Problem details >> Go through the items below and copy out every line that contains the word "bottle".

Supplied records >>
»»
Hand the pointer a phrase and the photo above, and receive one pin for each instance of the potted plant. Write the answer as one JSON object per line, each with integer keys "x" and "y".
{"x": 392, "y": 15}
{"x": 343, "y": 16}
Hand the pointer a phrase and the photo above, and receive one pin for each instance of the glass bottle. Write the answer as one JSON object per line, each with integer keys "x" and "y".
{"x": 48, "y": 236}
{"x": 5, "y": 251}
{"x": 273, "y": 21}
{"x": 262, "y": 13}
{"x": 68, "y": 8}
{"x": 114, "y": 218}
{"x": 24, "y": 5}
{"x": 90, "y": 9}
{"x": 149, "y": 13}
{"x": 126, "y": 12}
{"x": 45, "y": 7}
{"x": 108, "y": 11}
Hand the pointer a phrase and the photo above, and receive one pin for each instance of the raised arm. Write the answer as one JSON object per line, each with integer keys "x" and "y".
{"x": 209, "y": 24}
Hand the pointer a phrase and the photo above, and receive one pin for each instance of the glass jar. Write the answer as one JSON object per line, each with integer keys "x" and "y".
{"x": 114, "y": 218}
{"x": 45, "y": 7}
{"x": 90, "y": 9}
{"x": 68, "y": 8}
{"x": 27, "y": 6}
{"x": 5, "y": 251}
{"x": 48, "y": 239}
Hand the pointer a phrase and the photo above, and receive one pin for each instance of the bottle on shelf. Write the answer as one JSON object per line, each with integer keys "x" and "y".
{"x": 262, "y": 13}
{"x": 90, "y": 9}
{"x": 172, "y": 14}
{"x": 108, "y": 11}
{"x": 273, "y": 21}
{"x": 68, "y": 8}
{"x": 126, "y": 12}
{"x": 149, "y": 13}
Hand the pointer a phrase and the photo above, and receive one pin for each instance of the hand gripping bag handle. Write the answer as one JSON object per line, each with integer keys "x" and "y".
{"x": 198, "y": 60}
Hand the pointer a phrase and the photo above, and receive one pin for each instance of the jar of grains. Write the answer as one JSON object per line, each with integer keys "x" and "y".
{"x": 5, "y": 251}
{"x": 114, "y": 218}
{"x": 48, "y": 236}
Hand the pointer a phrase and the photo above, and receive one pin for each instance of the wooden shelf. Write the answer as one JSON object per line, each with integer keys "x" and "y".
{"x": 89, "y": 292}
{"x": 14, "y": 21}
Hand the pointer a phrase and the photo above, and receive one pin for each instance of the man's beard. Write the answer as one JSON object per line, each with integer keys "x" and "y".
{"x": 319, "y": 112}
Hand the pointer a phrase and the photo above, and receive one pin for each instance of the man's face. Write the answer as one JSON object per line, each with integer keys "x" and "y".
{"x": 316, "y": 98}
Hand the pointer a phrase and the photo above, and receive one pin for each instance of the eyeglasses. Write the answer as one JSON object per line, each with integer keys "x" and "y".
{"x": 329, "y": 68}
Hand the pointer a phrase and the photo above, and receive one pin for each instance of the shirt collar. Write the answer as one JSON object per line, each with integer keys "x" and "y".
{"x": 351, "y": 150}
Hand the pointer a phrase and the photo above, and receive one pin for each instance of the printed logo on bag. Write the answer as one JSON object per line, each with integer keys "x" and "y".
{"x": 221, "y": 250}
««
»»
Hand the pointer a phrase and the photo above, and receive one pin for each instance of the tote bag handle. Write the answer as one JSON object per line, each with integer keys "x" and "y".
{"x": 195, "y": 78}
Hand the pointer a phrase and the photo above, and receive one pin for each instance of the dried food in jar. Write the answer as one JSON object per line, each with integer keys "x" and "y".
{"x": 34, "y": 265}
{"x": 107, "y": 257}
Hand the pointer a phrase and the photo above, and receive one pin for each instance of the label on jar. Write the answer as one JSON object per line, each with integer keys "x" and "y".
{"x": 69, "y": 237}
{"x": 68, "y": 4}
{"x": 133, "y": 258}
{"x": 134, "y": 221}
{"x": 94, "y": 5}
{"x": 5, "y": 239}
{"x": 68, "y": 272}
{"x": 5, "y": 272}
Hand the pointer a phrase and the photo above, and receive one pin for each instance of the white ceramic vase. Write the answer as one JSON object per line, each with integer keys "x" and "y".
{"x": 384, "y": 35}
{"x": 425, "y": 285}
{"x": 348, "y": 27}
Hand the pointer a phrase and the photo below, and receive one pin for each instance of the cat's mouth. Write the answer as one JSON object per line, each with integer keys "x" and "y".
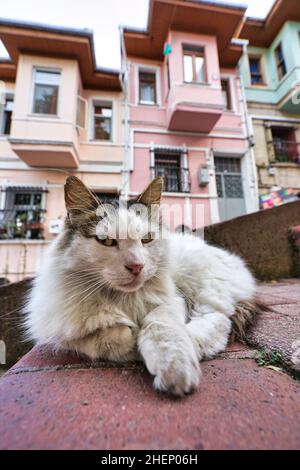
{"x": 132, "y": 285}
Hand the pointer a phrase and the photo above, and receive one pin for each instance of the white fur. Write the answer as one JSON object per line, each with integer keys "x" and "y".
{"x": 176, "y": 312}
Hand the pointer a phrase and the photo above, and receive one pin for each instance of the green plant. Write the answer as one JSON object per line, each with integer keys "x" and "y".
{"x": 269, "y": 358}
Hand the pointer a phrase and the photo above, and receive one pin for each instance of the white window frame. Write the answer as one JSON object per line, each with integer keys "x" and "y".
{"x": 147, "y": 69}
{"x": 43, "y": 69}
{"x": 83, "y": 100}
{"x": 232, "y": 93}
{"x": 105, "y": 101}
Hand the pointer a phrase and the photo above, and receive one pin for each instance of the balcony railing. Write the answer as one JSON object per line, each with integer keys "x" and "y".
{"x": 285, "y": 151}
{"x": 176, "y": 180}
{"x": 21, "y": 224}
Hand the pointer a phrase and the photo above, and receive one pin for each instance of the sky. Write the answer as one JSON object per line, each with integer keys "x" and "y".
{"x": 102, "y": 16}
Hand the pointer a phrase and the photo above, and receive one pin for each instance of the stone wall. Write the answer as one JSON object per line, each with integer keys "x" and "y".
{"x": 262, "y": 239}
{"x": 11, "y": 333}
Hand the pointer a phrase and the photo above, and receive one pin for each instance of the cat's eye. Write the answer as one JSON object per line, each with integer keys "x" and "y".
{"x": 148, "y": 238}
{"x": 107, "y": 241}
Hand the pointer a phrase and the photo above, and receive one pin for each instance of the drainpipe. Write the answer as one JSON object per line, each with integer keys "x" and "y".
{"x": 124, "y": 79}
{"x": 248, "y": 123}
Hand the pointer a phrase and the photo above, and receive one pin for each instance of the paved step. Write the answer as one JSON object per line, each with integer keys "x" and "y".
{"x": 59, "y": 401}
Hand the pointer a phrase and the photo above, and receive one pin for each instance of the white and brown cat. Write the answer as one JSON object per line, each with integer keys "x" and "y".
««
»»
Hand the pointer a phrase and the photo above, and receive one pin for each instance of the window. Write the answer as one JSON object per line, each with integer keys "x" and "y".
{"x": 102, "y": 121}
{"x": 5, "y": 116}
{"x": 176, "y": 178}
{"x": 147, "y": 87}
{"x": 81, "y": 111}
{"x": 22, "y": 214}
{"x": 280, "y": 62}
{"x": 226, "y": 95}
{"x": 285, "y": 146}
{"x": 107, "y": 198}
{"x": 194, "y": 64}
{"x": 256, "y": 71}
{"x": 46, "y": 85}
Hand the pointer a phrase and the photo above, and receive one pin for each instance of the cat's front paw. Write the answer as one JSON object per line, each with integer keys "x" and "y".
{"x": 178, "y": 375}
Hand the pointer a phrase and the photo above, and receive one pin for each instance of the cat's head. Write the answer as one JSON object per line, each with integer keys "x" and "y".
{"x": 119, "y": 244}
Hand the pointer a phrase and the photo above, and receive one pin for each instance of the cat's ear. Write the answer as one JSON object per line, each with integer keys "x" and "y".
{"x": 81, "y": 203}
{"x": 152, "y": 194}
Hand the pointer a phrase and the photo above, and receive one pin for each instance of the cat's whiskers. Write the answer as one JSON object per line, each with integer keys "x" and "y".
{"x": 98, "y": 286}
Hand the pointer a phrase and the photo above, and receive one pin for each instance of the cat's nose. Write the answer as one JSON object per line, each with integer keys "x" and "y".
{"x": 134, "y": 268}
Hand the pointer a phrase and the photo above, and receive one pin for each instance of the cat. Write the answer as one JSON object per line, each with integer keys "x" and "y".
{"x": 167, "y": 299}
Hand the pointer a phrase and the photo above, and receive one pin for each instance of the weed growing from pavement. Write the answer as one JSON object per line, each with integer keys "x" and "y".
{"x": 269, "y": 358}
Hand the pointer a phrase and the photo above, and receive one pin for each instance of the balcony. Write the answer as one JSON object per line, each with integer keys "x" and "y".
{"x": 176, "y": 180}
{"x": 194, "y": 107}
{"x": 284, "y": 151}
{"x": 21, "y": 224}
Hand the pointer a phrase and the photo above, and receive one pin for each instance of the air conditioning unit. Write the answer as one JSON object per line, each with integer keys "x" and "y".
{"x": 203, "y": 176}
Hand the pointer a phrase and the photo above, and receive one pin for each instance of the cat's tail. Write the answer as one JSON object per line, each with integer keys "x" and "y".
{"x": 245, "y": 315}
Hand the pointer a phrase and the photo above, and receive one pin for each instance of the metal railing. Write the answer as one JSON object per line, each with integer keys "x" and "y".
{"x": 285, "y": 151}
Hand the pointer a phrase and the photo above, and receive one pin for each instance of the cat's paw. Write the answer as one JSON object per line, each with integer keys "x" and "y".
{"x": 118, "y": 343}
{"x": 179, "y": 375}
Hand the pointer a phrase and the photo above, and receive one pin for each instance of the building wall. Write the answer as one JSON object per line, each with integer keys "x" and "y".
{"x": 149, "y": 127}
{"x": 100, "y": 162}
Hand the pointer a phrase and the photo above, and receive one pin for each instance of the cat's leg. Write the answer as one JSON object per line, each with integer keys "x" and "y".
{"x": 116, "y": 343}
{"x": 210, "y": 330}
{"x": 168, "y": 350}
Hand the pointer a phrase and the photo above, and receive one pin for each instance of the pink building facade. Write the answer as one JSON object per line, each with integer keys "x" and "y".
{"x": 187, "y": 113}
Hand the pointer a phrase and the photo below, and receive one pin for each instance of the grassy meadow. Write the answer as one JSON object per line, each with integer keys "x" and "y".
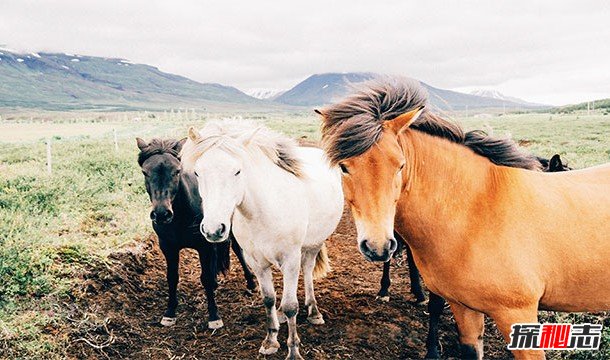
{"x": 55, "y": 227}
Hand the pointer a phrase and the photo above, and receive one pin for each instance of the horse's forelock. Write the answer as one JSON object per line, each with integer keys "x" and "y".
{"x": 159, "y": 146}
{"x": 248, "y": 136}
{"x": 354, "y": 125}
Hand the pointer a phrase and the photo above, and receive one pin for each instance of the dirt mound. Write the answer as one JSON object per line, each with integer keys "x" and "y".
««
The completed task >>
Hand the pointer a phrase and the photo above, and receive one pin for each instance of the glass bottle. Write the answer as one JSON object per line, each with integer keys "x" and "y".
Hand the pointer a phrase and the photo above, and receive one pin for each instance of the bottle on shelf. Write the answer as one JSON object per line, each with integer keys "x" and "y".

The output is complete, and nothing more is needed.